WHAT IS EXPECTED:
Write out exactly the lines from the one holding "Would you be so kind as to point out the raincoat" to the last line of the entries, both ends included and nothing else, without the pictures.

Referring expression data:

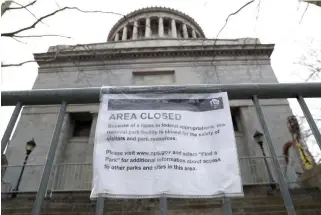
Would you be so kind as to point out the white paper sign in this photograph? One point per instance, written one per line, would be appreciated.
(165, 145)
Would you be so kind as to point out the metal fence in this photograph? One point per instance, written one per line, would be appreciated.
(78, 176)
(92, 95)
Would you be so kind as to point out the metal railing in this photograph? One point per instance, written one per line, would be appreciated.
(78, 176)
(30, 179)
(92, 95)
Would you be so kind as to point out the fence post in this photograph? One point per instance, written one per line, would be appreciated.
(227, 206)
(49, 163)
(100, 206)
(282, 183)
(163, 205)
(308, 116)
(11, 124)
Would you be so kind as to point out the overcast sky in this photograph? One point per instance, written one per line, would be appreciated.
(272, 21)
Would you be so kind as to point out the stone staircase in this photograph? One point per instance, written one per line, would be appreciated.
(306, 202)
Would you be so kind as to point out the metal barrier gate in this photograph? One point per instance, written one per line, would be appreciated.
(91, 95)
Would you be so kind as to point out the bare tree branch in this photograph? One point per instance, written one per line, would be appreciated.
(18, 40)
(17, 64)
(21, 6)
(24, 7)
(11, 34)
(304, 13)
(43, 35)
(232, 14)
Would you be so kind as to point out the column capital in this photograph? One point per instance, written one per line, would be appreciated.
(160, 27)
(124, 36)
(173, 28)
(135, 31)
(185, 33)
(147, 27)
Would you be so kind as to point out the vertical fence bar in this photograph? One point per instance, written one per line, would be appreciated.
(100, 206)
(163, 205)
(49, 163)
(308, 116)
(282, 183)
(227, 206)
(11, 124)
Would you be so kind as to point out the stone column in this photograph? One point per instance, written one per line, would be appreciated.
(117, 37)
(124, 37)
(160, 27)
(174, 32)
(147, 27)
(135, 30)
(185, 31)
(193, 33)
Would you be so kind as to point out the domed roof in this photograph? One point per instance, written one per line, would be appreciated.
(155, 22)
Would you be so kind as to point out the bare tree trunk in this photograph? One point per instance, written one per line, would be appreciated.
(4, 6)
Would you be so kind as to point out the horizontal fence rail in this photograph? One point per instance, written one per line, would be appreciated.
(91, 95)
(78, 176)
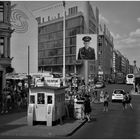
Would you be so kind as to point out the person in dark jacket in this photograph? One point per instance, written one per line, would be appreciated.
(87, 107)
(86, 52)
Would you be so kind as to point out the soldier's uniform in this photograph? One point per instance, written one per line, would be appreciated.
(86, 53)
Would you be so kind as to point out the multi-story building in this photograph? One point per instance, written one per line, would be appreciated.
(121, 63)
(81, 18)
(105, 51)
(5, 35)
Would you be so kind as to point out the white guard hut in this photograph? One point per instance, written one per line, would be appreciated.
(46, 104)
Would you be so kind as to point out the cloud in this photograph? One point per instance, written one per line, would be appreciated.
(135, 33)
(115, 36)
(132, 40)
(103, 19)
(138, 19)
(116, 21)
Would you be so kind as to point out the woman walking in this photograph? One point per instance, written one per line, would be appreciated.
(128, 101)
(87, 107)
(106, 101)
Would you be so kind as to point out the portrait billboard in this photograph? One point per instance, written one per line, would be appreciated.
(86, 46)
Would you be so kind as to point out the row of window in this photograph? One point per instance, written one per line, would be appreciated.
(57, 60)
(78, 21)
(59, 34)
(56, 52)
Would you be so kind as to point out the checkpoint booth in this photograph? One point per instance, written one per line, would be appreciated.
(46, 104)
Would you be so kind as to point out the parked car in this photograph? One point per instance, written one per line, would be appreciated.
(117, 95)
(100, 84)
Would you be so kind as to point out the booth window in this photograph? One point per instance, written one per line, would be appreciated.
(32, 99)
(49, 99)
(41, 98)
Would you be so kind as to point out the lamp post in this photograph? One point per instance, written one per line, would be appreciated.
(28, 73)
(63, 43)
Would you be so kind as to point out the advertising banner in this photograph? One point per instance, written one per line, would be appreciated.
(86, 47)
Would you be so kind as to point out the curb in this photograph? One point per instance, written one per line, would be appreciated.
(71, 133)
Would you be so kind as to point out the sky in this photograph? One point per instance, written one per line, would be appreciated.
(123, 21)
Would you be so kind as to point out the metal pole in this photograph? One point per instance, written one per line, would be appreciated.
(28, 74)
(63, 43)
(28, 60)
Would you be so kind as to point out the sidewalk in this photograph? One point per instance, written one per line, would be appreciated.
(19, 128)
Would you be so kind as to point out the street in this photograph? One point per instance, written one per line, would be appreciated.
(114, 124)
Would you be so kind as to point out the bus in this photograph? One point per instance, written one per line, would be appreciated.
(130, 79)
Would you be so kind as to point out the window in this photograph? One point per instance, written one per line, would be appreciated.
(41, 98)
(1, 46)
(1, 11)
(73, 10)
(49, 99)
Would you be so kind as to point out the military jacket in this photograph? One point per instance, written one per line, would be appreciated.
(87, 54)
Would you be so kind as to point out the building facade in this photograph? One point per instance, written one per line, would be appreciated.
(81, 18)
(105, 52)
(5, 35)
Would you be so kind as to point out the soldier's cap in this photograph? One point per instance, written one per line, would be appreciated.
(86, 38)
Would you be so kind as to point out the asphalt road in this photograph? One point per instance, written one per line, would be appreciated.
(114, 124)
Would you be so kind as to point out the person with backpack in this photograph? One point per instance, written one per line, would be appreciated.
(106, 101)
(128, 100)
(124, 101)
(87, 108)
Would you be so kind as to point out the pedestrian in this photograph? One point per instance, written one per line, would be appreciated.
(124, 100)
(87, 107)
(102, 96)
(106, 101)
(128, 101)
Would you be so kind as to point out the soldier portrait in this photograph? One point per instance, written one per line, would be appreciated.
(86, 51)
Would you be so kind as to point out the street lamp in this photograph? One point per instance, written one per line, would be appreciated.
(63, 43)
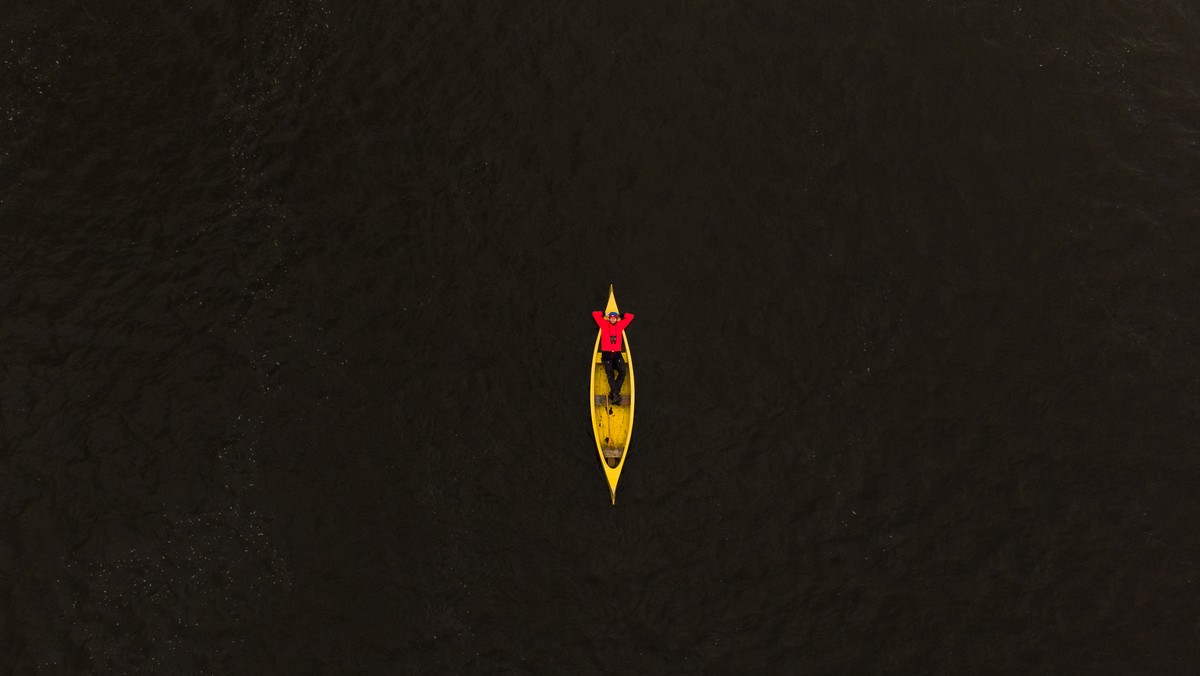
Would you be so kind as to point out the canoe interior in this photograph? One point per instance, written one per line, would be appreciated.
(612, 422)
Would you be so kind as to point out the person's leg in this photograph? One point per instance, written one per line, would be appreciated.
(606, 359)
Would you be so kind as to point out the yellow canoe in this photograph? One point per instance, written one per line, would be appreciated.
(612, 425)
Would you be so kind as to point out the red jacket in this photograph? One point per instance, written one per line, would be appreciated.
(610, 334)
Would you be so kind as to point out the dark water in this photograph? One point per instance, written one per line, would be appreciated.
(295, 318)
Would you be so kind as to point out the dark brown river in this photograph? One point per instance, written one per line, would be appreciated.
(295, 312)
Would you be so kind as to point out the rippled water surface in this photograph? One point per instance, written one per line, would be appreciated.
(295, 311)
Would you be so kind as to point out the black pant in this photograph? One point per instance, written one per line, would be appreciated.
(615, 363)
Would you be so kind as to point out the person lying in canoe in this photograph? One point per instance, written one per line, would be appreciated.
(611, 328)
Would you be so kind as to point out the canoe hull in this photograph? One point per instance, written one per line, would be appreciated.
(611, 425)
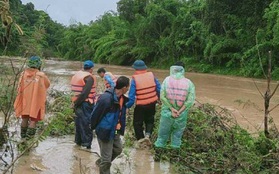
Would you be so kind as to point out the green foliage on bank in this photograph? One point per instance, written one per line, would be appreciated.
(221, 36)
(214, 143)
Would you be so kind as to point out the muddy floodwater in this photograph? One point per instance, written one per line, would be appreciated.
(60, 155)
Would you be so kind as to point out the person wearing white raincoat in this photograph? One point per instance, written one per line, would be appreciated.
(177, 96)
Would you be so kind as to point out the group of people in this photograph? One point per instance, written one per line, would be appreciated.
(106, 113)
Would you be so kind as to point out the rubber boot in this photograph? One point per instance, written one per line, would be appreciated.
(30, 133)
(23, 131)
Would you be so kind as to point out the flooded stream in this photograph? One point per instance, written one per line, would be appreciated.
(60, 155)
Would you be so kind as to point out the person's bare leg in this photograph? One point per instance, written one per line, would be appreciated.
(24, 127)
(31, 129)
(32, 124)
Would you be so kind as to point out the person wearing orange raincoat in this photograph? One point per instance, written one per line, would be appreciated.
(31, 97)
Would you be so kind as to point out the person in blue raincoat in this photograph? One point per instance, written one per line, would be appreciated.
(83, 86)
(177, 96)
(109, 121)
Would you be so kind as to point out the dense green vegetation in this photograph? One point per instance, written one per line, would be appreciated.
(223, 36)
(213, 142)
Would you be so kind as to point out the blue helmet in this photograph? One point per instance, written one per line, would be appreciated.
(34, 62)
(88, 64)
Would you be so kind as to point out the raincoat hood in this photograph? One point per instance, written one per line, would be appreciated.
(177, 72)
(29, 72)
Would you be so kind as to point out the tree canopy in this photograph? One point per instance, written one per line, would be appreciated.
(205, 34)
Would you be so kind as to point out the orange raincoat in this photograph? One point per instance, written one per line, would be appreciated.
(31, 96)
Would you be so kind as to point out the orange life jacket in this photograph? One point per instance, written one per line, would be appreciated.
(177, 90)
(121, 102)
(31, 96)
(77, 84)
(113, 77)
(145, 88)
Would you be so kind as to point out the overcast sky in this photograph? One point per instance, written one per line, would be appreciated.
(63, 11)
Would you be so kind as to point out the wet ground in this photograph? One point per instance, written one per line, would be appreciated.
(239, 95)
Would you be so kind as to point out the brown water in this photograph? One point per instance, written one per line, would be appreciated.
(61, 155)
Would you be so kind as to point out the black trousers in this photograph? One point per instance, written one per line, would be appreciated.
(83, 135)
(144, 117)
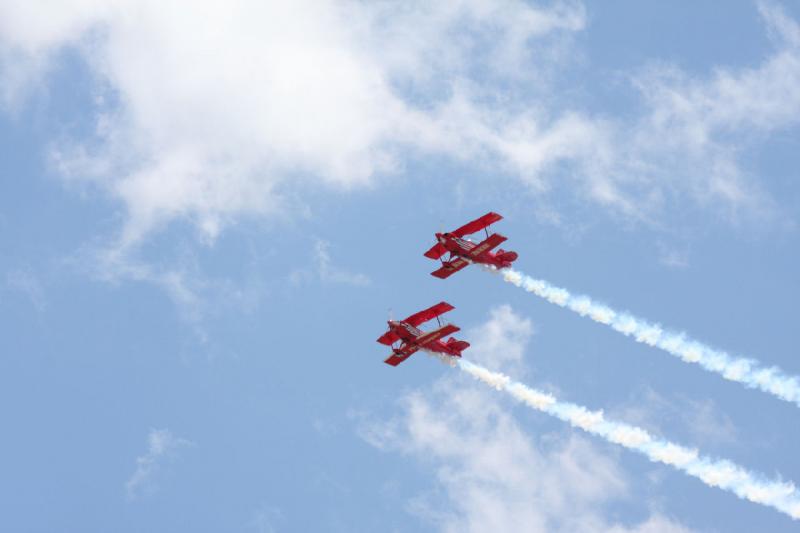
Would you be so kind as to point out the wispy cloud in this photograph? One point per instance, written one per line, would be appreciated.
(162, 447)
(326, 272)
(489, 475)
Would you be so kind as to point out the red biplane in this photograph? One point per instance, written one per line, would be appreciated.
(463, 251)
(411, 338)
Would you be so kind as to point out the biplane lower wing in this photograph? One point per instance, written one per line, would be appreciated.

RESPONSE:
Would you be so kind as to point out the raincoat hood in this photograph? One point per instance, written one per line, would be appreciated.
(177, 72)
(29, 72)
Would you be so kind as to point out the tree canopy in this photograph? One point per instance, written one per line, would be appreciated.
(205, 34)
Would you be so kind as to point out the orange raincoat in this photograph? One point per instance, written one per line, would be appreciated.
(31, 96)
Would you be so kind as to point out the orange life jacket in this photograph? One point per instance, written one per line, would be appreciated.
(177, 90)
(121, 102)
(31, 96)
(77, 84)
(113, 77)
(145, 88)
Would you be so kind as to point out the overcast sky in this photograph? One point per instance, written one per line, would be appreciated.
(63, 11)
Would you be so kind as to point out the wet ground in this photograph? One point per instance, written one per line, would be appreciated.
(239, 95)
Would you be so kind as to point out the brown water in this photograph? One point per instance, written one per line, would be appreciated.
(61, 155)
Would you be so kind as to point out the black trousers in this photograph? One point per instance, written one per line, would be appreciated.
(83, 135)
(144, 117)
Would you be so kind as to point out the wispy cloud in this photograph? One point per instance, written one per line, would be appreciated.
(162, 447)
(326, 272)
(489, 475)
Would you be so kind as to point out the red biplane in this photograph? One point per instance, written one per line, would be appreciated.
(463, 251)
(411, 338)
Would you be so kind as to point out the biplane lower wing in this photograph? One point per instance, written one per line, would be appreciated.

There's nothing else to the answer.